— Start of GIVEN PASSAGE —

Now, applying the law to the facts in this case, the duty rests upon us to determine whether or not the uncontroverted facts are such that all reasonable persons must conclude that the failure of the claimant was "willful" in the sense that the word is used in the statute under consideration. The willfulness of the claimant was a question of fact determined by the Industrial Commission, and if there is evidence to support the finding, we are powerless to interfere. We cannot substitute our findings for those of the commission. The material evidence before us shows that at the time of the accident the claimant was operating a machine being a combination edger and planer; that he was experienced and used to such work; that he had been working for the respondent for only a few days, but had, prior to his employment by the respondent, operated such a machine without a safety guard; that such use was not unusual; that the machine in question had an out-of-date guard, not automatic, which, when claimant began to work, was hanging by the machine and out of place; that the safety appliance as approved by the labor commissioner was automatic, easier to handle, and much safer than the one provided by the respondent; that the respondent was aware of such improved automatic safety appliance, but testifies that he merely used the one that came with the machine. It is admitted by the respondent in his testimony that, had the automatic guard been provided, the accident would not have happened. There is also evidence to show that, if the guard furnished had been put in place and properly used by the claimant, the injury might have been averted. The evidence shows that on Wednesday, the next day after the claimant began work, the respondent said to the claimant, "Charley, use your guard whenever possible to use it," and that the respondent showed the claimant how to adjust the guard in order to make it work more easily; that at the time of the injury the claimant was making a door out of flooring lumber; that after making the door he desired to cut the tongue off one *Page 320 
piece of flooring, and, in order to save time for his employer and inconvenience to himself, he ran this piece of lumber through the machine without attaching or using the guard; that, on account of the character of the guard and its not being in place, it would have required extra time to have used the same; that to do such work without a guard was not unusual and not necessarily dangerous, and that the time required to do the work without adjusting the guard was but momentary. It does not appear that the claimant had any thought of violating the law or of other wrongdoing, but used the machine in the manner to which he had been accustomed at other places where he had worked, and in so acting carelessly received an injury resulting in the loss of two phalanges of the index finger; that no rules were posted and no notice published showing the requirement of the law as to the use of machinery; that the guard recommended by the labor commissioner was simple and inexpensive; that the one provided was complex, unhandy, and required considerable time to adjust and use. The state labor commissioner as well as the claimant and respondent were witnesses in the hearing before the Industrial Commission, and there was no substantial conflict in their testimony.

— End of GIVEN PASSAGE —
— Start of PROVIDED MATERIAL —

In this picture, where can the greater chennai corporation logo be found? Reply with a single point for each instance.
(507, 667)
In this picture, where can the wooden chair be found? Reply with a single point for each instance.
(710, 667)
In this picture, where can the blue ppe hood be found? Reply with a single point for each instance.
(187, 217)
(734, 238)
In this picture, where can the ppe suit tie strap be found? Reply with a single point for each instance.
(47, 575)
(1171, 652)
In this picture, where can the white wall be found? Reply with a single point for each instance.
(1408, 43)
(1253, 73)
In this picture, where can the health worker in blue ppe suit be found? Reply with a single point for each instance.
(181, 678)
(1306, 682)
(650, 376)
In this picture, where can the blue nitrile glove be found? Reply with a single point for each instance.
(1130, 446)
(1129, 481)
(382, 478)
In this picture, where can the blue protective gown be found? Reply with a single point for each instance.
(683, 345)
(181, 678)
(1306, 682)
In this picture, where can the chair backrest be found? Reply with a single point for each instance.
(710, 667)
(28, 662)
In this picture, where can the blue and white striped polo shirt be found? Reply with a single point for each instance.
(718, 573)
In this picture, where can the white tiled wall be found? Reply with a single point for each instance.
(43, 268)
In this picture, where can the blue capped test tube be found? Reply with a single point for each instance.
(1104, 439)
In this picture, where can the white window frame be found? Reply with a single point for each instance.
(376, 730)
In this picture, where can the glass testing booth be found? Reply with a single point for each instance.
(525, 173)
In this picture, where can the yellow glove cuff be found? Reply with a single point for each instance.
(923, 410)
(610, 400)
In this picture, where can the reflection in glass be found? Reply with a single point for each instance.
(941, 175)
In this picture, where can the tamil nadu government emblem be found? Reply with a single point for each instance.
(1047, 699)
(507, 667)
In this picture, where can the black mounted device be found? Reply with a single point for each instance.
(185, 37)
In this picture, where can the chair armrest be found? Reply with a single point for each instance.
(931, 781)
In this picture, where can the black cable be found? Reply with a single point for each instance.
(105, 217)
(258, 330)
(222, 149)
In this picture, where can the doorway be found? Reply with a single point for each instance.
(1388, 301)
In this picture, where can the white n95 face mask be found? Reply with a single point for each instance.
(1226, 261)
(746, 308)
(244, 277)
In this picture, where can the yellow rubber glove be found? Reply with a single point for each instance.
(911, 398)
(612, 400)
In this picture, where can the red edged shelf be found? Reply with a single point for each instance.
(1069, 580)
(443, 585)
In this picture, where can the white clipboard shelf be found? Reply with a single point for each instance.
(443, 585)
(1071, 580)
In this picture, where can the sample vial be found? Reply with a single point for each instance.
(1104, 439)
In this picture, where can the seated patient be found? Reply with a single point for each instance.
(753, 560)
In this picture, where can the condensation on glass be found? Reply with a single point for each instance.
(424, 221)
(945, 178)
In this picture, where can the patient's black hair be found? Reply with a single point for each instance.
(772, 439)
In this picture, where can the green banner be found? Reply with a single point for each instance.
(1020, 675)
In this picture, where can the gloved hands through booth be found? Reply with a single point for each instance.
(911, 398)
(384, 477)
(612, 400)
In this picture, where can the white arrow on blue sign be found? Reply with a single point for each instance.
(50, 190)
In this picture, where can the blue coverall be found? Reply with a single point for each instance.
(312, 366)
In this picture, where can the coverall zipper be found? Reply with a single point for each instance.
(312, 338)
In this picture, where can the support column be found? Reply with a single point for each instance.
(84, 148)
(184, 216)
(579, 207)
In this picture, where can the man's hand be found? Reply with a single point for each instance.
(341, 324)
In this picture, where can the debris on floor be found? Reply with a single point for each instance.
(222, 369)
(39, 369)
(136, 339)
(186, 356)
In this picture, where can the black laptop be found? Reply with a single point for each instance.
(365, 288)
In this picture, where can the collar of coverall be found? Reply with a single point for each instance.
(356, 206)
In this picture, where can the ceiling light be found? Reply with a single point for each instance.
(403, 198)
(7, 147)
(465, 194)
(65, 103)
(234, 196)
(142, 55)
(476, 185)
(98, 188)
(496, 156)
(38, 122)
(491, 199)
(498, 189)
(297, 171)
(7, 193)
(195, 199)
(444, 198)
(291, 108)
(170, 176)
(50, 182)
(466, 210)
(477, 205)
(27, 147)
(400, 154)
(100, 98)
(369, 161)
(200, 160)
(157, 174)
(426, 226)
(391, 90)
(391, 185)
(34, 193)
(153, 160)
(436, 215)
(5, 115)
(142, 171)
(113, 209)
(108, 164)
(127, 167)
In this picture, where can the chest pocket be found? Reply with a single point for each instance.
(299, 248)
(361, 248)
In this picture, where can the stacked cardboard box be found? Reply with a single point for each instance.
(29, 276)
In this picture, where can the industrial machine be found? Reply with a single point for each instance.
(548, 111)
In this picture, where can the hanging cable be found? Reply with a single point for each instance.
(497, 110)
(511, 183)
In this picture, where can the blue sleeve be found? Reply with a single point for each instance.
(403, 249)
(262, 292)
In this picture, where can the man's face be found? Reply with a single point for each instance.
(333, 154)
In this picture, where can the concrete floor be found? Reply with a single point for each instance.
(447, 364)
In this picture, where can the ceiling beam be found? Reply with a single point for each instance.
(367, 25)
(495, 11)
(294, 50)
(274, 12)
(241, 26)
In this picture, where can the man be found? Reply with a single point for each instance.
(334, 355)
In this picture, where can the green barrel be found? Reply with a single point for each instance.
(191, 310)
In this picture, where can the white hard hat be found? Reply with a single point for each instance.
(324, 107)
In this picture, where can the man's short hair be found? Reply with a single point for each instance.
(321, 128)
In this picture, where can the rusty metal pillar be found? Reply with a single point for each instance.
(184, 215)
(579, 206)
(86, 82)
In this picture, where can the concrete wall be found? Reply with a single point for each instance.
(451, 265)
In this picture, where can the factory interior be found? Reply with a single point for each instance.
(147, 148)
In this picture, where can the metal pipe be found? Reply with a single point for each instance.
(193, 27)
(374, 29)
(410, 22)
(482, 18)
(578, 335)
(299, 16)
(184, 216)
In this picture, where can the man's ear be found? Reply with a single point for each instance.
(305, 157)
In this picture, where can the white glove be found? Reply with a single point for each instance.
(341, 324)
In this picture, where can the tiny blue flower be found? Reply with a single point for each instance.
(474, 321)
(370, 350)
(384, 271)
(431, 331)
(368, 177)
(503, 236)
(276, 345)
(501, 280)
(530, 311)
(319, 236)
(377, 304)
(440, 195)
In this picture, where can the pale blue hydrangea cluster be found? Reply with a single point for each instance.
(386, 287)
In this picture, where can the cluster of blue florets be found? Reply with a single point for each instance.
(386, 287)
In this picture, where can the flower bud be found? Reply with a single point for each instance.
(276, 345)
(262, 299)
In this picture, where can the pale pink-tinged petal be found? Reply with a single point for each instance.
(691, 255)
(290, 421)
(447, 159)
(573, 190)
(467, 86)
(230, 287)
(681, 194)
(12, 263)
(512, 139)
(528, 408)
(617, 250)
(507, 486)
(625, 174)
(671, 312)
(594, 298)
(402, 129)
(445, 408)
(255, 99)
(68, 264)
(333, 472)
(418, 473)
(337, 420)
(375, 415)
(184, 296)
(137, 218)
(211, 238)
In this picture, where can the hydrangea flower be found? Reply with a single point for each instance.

— End of PROVIDED MATERIAL —

PROMPT 1:
Answer these questions about the court opinion:
(a) What was the claimant making at the time of the injury?
(b) What did the respondent say to the claimant on the Wednesday after the claimant began work?
(c) What injury did the claimant receive?
PROMPT 2:
Go on with the court opinion, starting after its last sentence.

TASK OUTPUT 1:
(a) A door out of flooring lumber.
(b) "Charley, use your guard whenever possible to use it."
(c) The loss of two phalanges of the index finger.

TASK OUTPUT 2:
The facts and circumstances in evidence raised a question of fact which was decided adversely to the respondent. Reasonable men might have reached a different conclusion than that reached by the Industrial Commission, but it cannot be maintained that other reasonable men would not have concurred in the finding made. We do not determine whether or not the claimant's failure was willful. We hold, however, that the mere intentional and voluntary failure on the part of a workman to use a proper safety appliance does not necessarily make the act willful as contemplated by the exception under consideration. The willfulness contemplated amounts to more than a mere act of the will, and carries with it the idea of premeditation, obstinacy, and intentional wrongdoing. The burden is upon the employer to show that the failure of the claimant comes within the exception defined by statute. Workmen of the class enumerated, by the terms of the act, cannot maintain an action at law for damages arising in the course of their employment which was formerly possible. The compensation fixed, while meant to be more certain and speedy, is not commensurate in amount with the injury sustained. As rather in the nature of a quid pro quo for being deprived of the right of action formerly afforded, partial compensation for injuries received in the course of employment is allowed, notwithstanding contributory negligence of the workman and lack of negligence on the part of the employer. The act must be construed as a whole, and all presumptions indulged will be in favor of those for whose protection the statutory compensation was fixed, and who by the terms of the act are deprived of the ordinary remedy open to others whose rights are invaded. Contributory negligence and willful failure to use a safety appliance must not be confused. The mere voluntary failure to use the same would constitute contributory negligence and to hold that such failure in itself barred relief would, in effect, preserve a defense abrogated by the act.
This case presents another question. The Industrial Commission found that the guard furnished by the respondent did not comply with the statute requiring that "machinery of every description shall be properly guarded," nor with proper orders of the state labor commissioner. There being evidence to support such finding, we are concluded as to the same. It would logically follow that the claimant, being charged only with the duty of using guards provided in pursuance of law or by order of the labor commissioner, cannot in this case be charged with failure to use the guard furnished; there being evidence to show that the same was neither a proper guard nor one provided pursuant to order of the labor commissioner.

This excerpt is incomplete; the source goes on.